**TASK DIRECTIONS**
All of the data is to be repeated verbatim.
○ ○ ○ ○ ○ ○ ○
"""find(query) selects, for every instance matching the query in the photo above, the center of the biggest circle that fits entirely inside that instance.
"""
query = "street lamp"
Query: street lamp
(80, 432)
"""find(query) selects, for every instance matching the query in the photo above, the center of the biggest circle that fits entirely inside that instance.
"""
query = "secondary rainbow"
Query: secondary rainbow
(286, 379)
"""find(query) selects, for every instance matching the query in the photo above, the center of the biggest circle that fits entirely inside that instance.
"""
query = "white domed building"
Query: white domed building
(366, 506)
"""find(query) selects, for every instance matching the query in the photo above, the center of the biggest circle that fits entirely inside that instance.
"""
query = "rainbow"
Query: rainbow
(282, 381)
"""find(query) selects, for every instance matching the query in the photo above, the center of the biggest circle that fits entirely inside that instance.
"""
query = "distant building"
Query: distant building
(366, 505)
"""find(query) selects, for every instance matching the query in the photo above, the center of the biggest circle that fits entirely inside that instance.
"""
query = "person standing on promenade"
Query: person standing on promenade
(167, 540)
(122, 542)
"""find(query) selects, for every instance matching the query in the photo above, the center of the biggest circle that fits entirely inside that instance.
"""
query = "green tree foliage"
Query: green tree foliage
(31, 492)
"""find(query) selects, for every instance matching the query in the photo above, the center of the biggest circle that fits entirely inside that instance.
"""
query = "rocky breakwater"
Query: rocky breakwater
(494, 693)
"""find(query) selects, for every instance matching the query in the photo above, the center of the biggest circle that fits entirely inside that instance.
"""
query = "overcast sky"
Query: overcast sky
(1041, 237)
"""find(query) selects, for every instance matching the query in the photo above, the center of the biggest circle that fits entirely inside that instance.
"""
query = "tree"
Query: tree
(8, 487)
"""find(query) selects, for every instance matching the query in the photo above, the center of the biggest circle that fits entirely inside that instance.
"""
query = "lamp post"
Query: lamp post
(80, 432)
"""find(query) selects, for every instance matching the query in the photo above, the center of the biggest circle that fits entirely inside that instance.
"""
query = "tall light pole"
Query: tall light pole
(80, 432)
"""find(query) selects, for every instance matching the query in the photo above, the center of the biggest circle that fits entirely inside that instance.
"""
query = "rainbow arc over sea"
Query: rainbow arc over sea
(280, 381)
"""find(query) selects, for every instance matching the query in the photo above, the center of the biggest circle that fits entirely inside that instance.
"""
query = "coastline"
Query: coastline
○ ○ ○ ○ ○ ○ ○
**YOUR SOLUTION**
"""find(query) selects, for every instance matching the query in the photo above, the center of the biggest circle that fits entirely inside that instance.
"""
query = "street lamp"
Query: street lamp
(80, 432)
"""find(query) selects, for every instance matching the query in the photo above, the center of the biggest circle that fits entirely inside that instance.
"""
query = "secondary rainbow"
Query: secondary rainbow
(286, 379)
"""find(query) selects, for every instance matching the query in the photo above, the center of the biggest circle that fits entirely inside that instance.
"""
query = "white domed building"
Query: white domed building
(366, 506)
"""find(query) selects, for every instance matching the query in the photo above, the center of the biggest circle that fits entirely inside that instance.
"""
query = "rainbow"
Query: rainbow
(282, 381)
"""find(query) selects, for every instance matching the query in the photo above, the center of the biggest circle that fits entirely inside that instance.
"""
query = "distant building"
Query: distant building
(366, 505)
"""find(query) selects, for every instance matching the query in the photo above, the center of the biggest circle that fits entirely inside that instance.
"""
query = "person standing on promenade"
Query: person standing on promenade
(167, 540)
(122, 542)
"""find(query) selects, for every instance matching the query in the photo above, the center of the biggest circle that fits entirely inside that instance.
"""
query = "green tree foliage"
Query: green tree foliage
(31, 492)
"""find(query) selects, for every instance matching the query in the photo above, the center of the biggest circle that fits entirely inside that instance.
"""
query = "rocky breakwater"
Query: rocky breakwater
(494, 693)
"""find(query) selects, for every instance matching the query in the photo above, the center of the biggest circle that fits entirely inside that instance.
"""
query = "overcast sky"
Query: overcast sky
(1041, 237)
"""find(query) selects, for every instance matching the query in the photo above, the center of the biggest circle that fits entirely inside that instance.
"""
query = "tree"
Query: tree
(8, 487)
"""find(query) selects, for every instance matching the query in the photo above, the center of the biggest circle that fits entirely inside that instance.
"""
query = "lamp post"
Query: lamp post
(80, 432)
"""find(query) selects, for every instance matching the query in the photo above, the center of the biggest circle that fits entirely inside that instance.
"""
query = "tall light pole"
Query: tall light pole
(80, 432)
"""find(query) selects, for every instance matching the query in the photo above, the center of the biggest circle that fits entirely inside that instance.
"""
query = "rainbow arc over sea"
Query: rainbow arc over sea
(280, 381)
"""find(query) selects, for every instance matching the query in the photo above, the center of the biggest circle that fits entirely inside that instance.
"""
query = "coastline"
Query: coastline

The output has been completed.